● **EXERCISE GOAL**: Give every line of the listing below that contains the string "jacket". Upper and lower case must match.

+ + + +

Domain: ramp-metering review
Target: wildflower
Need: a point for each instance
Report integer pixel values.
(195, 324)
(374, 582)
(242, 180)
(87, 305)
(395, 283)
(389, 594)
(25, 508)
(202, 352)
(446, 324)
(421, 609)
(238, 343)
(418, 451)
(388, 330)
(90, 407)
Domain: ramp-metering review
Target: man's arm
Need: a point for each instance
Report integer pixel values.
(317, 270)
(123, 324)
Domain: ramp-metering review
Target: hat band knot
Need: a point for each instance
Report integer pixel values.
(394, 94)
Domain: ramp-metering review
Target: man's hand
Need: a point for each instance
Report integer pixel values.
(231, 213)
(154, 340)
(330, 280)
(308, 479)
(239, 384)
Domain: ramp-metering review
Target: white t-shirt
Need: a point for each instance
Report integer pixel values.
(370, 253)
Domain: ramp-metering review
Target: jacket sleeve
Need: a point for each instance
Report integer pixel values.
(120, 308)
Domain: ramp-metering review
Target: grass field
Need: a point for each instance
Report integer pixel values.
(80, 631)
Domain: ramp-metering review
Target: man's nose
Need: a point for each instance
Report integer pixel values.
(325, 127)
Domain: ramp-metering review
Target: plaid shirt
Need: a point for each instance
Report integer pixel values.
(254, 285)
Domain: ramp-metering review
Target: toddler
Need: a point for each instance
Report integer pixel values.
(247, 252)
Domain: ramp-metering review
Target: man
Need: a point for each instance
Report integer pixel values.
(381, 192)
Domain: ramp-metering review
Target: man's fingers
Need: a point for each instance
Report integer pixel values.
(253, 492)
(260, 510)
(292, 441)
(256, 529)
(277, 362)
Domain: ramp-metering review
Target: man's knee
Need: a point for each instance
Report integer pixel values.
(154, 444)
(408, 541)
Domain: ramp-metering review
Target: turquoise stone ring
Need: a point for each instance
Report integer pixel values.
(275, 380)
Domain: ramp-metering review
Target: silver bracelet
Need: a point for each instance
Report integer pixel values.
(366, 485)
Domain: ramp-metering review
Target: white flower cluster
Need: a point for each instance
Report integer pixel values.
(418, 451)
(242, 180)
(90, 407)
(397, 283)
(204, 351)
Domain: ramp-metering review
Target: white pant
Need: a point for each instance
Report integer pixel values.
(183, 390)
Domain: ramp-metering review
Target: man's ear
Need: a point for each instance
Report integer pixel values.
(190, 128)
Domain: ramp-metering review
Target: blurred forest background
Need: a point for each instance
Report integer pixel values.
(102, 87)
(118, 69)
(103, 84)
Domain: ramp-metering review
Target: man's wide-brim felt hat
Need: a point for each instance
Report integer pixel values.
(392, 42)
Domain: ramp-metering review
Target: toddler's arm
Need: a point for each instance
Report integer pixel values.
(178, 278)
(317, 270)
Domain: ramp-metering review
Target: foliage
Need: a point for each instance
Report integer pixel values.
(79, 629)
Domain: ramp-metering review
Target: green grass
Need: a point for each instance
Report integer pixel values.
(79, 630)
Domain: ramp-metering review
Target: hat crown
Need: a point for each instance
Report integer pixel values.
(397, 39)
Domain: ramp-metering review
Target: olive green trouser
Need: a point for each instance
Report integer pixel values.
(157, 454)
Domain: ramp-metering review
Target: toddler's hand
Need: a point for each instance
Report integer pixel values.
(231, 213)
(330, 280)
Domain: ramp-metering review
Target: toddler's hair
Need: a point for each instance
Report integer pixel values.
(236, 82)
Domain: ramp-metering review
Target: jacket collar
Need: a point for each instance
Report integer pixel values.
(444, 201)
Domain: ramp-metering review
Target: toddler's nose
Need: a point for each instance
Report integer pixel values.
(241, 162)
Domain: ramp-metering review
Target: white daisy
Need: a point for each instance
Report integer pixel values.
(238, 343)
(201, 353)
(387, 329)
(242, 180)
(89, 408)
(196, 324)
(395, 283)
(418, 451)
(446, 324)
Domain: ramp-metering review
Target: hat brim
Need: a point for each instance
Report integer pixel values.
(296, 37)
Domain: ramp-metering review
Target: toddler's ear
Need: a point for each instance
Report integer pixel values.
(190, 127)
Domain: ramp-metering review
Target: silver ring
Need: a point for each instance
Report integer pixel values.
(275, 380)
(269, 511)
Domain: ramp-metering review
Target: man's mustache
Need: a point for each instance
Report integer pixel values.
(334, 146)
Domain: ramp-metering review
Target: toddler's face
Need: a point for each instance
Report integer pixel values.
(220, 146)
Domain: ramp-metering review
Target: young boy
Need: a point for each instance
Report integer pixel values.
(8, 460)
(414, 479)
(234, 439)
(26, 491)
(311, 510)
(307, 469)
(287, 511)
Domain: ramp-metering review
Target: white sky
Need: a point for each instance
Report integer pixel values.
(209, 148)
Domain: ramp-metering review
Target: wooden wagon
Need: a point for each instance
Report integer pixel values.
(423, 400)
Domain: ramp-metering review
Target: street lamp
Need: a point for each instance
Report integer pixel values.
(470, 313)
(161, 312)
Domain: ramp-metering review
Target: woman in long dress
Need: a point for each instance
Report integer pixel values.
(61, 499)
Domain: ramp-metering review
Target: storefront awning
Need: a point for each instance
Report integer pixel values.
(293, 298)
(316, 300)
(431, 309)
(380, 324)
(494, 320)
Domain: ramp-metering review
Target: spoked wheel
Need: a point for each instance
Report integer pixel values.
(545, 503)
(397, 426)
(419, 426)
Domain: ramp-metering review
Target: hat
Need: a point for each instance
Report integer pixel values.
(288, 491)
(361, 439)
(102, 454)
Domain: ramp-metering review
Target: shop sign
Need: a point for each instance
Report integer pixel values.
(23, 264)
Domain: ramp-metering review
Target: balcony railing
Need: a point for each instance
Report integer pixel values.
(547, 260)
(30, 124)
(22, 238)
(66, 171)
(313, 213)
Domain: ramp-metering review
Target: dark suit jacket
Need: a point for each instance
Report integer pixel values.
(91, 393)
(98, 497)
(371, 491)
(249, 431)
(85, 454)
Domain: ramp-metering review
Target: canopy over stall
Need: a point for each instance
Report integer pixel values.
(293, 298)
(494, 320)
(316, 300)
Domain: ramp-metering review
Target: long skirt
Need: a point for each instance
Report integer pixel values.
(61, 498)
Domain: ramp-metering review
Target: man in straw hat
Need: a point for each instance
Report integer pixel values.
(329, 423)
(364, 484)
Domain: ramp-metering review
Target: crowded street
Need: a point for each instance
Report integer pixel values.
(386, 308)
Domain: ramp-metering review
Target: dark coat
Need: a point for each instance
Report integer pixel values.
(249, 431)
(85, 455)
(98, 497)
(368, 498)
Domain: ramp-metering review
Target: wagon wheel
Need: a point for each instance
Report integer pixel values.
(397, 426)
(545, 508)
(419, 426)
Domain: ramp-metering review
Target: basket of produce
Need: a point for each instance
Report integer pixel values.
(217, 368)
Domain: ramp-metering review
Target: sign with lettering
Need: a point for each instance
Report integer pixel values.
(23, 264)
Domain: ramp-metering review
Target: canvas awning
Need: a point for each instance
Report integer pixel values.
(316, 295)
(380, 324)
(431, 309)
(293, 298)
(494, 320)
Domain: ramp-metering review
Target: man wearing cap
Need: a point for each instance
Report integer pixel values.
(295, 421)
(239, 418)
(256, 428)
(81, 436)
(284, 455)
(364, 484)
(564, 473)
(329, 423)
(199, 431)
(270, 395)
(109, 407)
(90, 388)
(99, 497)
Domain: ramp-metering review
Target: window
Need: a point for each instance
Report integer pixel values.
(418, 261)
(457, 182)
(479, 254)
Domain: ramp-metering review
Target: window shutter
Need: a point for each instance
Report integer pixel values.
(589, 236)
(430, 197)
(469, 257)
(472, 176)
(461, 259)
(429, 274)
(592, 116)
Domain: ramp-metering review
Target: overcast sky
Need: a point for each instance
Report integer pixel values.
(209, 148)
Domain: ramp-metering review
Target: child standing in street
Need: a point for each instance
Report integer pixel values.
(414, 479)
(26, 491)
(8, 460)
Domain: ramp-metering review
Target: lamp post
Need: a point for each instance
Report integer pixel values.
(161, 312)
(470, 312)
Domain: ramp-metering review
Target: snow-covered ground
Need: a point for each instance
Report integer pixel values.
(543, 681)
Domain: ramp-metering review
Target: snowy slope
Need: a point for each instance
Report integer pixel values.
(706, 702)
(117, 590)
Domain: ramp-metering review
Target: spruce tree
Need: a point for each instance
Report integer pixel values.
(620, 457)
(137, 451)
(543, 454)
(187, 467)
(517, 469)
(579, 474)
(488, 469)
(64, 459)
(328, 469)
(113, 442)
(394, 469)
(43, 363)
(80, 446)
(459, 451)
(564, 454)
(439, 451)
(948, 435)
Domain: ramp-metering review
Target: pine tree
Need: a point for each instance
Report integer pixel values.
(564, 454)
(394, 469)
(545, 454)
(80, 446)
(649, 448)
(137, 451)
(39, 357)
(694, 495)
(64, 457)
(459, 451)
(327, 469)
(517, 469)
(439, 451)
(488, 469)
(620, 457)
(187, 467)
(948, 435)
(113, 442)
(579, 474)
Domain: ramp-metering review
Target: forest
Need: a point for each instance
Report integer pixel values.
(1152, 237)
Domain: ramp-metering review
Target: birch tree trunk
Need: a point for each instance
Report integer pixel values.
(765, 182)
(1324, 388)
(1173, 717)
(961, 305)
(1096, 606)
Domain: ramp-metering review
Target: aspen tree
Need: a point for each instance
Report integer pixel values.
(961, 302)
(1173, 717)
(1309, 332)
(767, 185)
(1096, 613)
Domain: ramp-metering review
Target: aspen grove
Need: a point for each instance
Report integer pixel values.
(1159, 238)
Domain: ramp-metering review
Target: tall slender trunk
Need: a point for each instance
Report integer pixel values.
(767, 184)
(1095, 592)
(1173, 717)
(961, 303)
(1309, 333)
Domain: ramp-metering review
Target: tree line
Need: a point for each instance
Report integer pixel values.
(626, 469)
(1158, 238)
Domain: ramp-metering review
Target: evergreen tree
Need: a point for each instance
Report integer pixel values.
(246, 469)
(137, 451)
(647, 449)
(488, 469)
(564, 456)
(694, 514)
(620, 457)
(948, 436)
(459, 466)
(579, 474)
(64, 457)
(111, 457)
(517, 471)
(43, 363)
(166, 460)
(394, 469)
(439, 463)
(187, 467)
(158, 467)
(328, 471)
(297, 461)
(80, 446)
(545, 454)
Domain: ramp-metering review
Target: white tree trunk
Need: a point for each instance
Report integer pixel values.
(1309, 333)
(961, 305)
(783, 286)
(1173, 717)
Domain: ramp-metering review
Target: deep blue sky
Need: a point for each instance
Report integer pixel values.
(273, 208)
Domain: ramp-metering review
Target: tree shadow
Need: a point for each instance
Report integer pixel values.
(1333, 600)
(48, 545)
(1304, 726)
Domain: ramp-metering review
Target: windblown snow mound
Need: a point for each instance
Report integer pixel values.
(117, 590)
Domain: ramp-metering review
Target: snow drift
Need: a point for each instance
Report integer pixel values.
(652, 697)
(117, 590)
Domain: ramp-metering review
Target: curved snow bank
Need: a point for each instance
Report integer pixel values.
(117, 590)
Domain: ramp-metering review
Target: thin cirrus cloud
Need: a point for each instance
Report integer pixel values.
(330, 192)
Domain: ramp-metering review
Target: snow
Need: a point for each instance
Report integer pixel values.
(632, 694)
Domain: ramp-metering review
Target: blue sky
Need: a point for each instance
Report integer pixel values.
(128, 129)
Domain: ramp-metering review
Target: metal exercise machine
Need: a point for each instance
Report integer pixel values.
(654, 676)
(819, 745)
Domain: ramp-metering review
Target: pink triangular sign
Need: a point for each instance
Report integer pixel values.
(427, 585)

+ + + +

● **FINAL RESULT**:
Target: jacket sleeve
Target: jacket collar
Target: dark suit jacket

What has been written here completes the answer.